__SHORT TASK__. Copy the stretch of records from the line containing "Exercise. Tag every instance of the plastic" through the end of the records, requests included, and shift every coordinate in the answers by adding -120 to it.

__MATERIALS PROVIDED__.
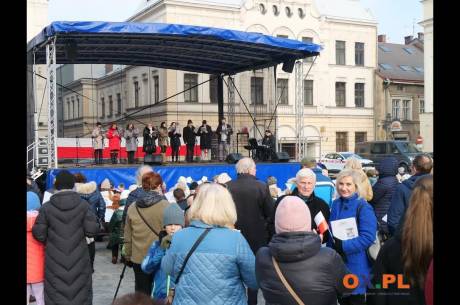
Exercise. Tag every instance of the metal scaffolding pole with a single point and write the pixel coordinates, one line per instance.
(52, 107)
(299, 106)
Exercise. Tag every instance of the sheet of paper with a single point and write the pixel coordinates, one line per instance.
(344, 228)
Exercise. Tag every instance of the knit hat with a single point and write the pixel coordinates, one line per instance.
(64, 180)
(33, 202)
(292, 215)
(173, 215)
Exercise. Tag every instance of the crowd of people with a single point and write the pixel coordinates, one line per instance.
(223, 240)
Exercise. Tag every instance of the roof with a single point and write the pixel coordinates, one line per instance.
(397, 58)
(170, 46)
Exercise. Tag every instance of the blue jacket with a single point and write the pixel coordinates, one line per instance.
(152, 264)
(218, 270)
(384, 189)
(400, 202)
(355, 248)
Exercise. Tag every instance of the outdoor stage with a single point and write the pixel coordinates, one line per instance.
(171, 172)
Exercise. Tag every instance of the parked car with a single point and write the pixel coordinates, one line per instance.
(403, 151)
(335, 162)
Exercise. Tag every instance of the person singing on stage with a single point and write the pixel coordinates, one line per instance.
(189, 139)
(174, 136)
(224, 131)
(114, 135)
(150, 134)
(130, 136)
(98, 142)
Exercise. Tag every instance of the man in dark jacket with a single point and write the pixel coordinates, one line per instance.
(62, 224)
(384, 189)
(305, 181)
(421, 166)
(189, 135)
(254, 208)
(298, 252)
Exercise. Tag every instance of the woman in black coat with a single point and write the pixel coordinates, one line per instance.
(62, 224)
(315, 273)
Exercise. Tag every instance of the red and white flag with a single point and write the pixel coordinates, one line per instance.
(321, 223)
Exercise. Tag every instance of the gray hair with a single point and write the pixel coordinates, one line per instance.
(245, 165)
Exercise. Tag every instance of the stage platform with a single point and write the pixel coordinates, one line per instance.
(172, 171)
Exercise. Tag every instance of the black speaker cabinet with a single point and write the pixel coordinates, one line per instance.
(233, 158)
(153, 159)
(281, 156)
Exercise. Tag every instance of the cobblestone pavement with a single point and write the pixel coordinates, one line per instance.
(107, 275)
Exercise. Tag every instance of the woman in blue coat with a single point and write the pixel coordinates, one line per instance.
(353, 251)
(223, 264)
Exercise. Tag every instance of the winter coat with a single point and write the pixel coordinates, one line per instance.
(151, 265)
(174, 137)
(355, 248)
(114, 135)
(219, 133)
(98, 138)
(219, 268)
(89, 192)
(150, 136)
(137, 235)
(389, 261)
(205, 136)
(115, 228)
(35, 253)
(315, 205)
(400, 202)
(130, 136)
(62, 224)
(189, 135)
(299, 254)
(163, 137)
(384, 189)
(254, 209)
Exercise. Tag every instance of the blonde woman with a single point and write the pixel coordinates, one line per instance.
(365, 186)
(222, 264)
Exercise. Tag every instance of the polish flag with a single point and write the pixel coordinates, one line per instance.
(321, 223)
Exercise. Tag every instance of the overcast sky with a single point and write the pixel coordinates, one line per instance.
(396, 18)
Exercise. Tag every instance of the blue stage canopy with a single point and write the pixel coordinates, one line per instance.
(170, 46)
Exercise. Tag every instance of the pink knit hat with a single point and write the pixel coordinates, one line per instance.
(292, 215)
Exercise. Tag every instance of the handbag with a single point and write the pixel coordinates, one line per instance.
(172, 290)
(285, 283)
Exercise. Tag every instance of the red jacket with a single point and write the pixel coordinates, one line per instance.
(35, 253)
(114, 140)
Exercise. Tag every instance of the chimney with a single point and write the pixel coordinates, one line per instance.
(408, 39)
(420, 36)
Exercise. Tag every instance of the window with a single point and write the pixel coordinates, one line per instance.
(422, 106)
(340, 52)
(282, 90)
(110, 106)
(307, 40)
(360, 137)
(156, 88)
(213, 89)
(308, 92)
(191, 80)
(340, 95)
(341, 139)
(359, 54)
(406, 110)
(136, 94)
(257, 90)
(395, 115)
(103, 108)
(359, 95)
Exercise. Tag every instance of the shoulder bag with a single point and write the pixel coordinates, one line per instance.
(285, 283)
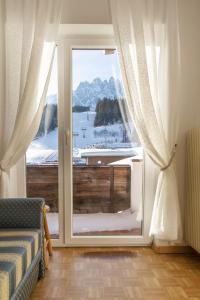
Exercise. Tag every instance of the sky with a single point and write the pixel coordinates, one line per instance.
(87, 65)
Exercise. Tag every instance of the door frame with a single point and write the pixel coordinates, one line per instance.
(66, 238)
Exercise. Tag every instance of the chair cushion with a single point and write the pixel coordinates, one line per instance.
(17, 250)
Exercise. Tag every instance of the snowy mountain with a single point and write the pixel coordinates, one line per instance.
(88, 93)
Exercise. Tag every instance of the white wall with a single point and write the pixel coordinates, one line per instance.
(86, 12)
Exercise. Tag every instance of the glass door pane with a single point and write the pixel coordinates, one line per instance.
(107, 165)
(42, 157)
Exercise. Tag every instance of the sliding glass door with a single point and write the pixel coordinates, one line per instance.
(103, 152)
(86, 159)
(103, 158)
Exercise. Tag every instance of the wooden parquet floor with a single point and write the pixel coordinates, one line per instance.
(119, 274)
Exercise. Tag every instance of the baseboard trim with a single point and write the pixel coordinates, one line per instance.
(172, 249)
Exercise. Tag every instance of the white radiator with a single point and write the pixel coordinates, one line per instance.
(192, 211)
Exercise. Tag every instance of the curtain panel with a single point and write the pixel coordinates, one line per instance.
(28, 32)
(147, 38)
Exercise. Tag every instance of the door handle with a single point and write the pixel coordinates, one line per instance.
(67, 136)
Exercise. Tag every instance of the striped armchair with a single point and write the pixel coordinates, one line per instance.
(21, 246)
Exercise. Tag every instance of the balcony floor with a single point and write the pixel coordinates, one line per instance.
(122, 223)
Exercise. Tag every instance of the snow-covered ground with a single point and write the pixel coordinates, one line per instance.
(126, 220)
(86, 138)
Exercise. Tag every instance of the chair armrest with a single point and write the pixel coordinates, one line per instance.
(21, 213)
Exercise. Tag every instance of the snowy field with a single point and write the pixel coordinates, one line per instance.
(83, 223)
(86, 137)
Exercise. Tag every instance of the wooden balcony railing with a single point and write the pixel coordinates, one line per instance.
(95, 188)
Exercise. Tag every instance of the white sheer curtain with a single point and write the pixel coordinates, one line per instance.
(147, 37)
(27, 41)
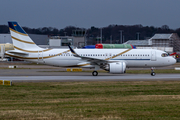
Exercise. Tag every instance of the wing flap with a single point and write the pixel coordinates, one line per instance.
(19, 53)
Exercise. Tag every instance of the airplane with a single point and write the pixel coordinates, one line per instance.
(114, 61)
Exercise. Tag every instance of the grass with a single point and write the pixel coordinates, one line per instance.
(91, 100)
(162, 71)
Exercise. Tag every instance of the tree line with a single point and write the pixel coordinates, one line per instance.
(111, 32)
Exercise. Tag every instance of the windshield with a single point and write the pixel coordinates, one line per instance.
(164, 54)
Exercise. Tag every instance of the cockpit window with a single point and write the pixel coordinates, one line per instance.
(164, 55)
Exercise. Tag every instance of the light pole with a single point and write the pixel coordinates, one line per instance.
(120, 36)
(138, 35)
(111, 39)
(101, 35)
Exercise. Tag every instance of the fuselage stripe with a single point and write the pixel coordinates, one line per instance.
(38, 57)
(118, 54)
(22, 40)
(31, 51)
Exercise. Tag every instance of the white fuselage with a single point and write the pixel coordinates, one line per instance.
(132, 58)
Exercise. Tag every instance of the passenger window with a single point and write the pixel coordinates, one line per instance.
(164, 55)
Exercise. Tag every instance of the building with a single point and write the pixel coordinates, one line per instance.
(166, 42)
(38, 39)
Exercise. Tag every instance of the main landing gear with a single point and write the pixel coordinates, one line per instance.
(94, 73)
(152, 71)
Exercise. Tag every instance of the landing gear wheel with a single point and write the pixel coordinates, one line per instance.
(94, 73)
(153, 73)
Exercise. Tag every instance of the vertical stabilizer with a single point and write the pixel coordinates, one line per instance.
(20, 38)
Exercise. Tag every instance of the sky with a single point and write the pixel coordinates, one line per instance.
(88, 13)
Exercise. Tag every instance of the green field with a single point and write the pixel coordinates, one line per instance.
(147, 100)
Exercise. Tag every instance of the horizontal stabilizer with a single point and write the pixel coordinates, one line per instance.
(19, 53)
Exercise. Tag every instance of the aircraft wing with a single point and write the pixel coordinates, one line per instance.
(89, 59)
(19, 53)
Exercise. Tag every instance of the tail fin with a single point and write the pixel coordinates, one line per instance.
(20, 38)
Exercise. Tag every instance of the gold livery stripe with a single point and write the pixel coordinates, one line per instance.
(118, 54)
(18, 32)
(22, 40)
(31, 51)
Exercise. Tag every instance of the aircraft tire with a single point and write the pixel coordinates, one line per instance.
(153, 74)
(94, 73)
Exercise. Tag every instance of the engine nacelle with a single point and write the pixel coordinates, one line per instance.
(117, 68)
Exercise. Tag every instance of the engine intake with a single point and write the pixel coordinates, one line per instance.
(117, 68)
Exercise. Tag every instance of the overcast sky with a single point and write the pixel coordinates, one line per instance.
(87, 13)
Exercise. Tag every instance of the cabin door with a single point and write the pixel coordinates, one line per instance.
(153, 55)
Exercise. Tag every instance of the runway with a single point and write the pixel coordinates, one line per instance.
(123, 77)
(36, 73)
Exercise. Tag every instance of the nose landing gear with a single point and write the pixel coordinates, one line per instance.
(94, 73)
(152, 71)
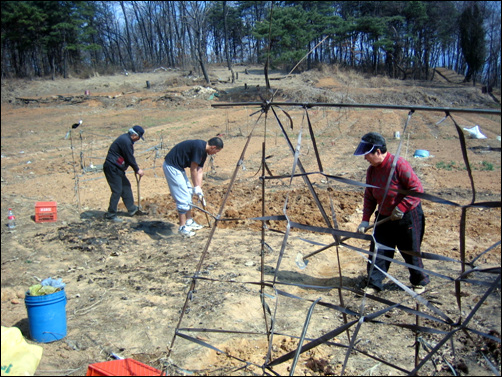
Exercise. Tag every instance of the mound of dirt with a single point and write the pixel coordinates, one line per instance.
(206, 305)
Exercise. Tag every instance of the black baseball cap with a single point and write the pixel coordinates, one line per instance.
(369, 143)
(140, 131)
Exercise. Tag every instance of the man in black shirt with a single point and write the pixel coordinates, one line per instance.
(188, 154)
(120, 156)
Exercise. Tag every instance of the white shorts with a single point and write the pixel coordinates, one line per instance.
(180, 187)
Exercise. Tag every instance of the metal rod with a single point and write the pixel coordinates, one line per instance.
(361, 105)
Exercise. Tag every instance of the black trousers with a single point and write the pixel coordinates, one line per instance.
(405, 234)
(121, 188)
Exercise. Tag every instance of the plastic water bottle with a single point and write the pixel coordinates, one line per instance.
(12, 220)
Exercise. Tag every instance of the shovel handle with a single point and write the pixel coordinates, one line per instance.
(346, 238)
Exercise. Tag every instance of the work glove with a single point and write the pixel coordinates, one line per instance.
(363, 227)
(198, 191)
(397, 214)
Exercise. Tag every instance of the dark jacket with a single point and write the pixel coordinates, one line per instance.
(121, 153)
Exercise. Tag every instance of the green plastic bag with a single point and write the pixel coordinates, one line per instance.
(18, 357)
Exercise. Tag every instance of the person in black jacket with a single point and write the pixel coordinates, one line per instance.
(120, 156)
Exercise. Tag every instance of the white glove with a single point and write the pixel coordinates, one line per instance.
(363, 227)
(198, 191)
(397, 214)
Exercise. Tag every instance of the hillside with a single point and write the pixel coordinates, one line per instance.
(127, 283)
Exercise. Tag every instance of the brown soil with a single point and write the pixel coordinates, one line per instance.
(127, 284)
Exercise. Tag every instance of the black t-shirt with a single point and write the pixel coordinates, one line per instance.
(183, 154)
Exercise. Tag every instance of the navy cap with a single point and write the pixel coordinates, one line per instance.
(369, 143)
(139, 130)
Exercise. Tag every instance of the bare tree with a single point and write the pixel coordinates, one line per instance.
(196, 13)
(227, 53)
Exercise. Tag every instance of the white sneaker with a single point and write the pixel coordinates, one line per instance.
(185, 232)
(192, 225)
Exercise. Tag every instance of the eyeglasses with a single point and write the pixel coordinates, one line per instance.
(364, 148)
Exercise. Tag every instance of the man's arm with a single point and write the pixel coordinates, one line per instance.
(196, 174)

__THE SOLUTION__.
Exercise. Tag every instance of the plastic water bottle with a single point and write the pixel coordinates, one line per instance.
(-108, 100)
Exercise. Tag every instance of the shovel handle with a single point and write the pixel coordinates, one line per instance.
(226, 118)
Exercise. Tag every instance of the work glove with a single point and write the pixel coordinates, one line per instance.
(243, 107)
(78, 71)
(277, 94)
Exercise. Tag every instance of the dark jacket with a single point and write the pixel coordinates, one line per instance.
(1, 33)
Exercise. Tag every instance of the green plastic bag with a single point and write the pixel coordinates, one line per instance.
(-102, 237)
Exercise. Tag every instance of the person in black jacket with a single point and write the pixel coordinates, one line per instance.
(0, 36)
Exercise. Tag every instance of the white glove with a single point and write the pixel coordinates, one line per instance.
(243, 107)
(78, 71)
(277, 94)
Exercise. Tag every instance of the hillside with a single point and write the pixel coordinates, one line per instance.
(7, 163)
Exercise. Tag every instance of the brown soil with a single point and write the pixel coordinates, one line per instance.
(7, 164)
Exercise. Tag every instance of the black t-shirt with a single point and write the pixel coordinates, one line per instance.
(63, 34)
Exercise. Tag every instance of the navy cap with a single point and write the pixel coordinates, one line per instance.
(249, 23)
(19, 10)
Exercise. Tag every instance of the bare tree with a single point and write the pixel coordinates, one line per instance.
(76, -107)
(107, -67)
Exercise. Tag every instance of the white sneaker with a single point and write the pixel coordinates, one line per instance.
(65, 112)
(72, 105)
Exercise. Tag every instance of the eyeglasses with a single point and write the pixel coordinates, one line per instance.
(244, 28)
Exercise. Tag every instance of the man's arm with a single point and write the pixel coordinates, one line per instance.
(76, 54)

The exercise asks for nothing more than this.